Problem requirements:
Convert all of the material below into a two-column CSV with the headers "prompt" and "response". Make one row per request, with the request text and its answer each in a single quoted field and any line breaks replaced by spaces.

Raw records

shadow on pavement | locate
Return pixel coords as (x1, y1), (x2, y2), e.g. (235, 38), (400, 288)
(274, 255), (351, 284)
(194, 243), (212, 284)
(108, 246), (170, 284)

Expected answer:
prompt,response
"shadow on pavement | locate Return pixel coords as (x1, y1), (x2, y2), e.g. (235, 38), (400, 288)","(274, 255), (351, 284) (194, 243), (212, 284) (108, 246), (170, 284)"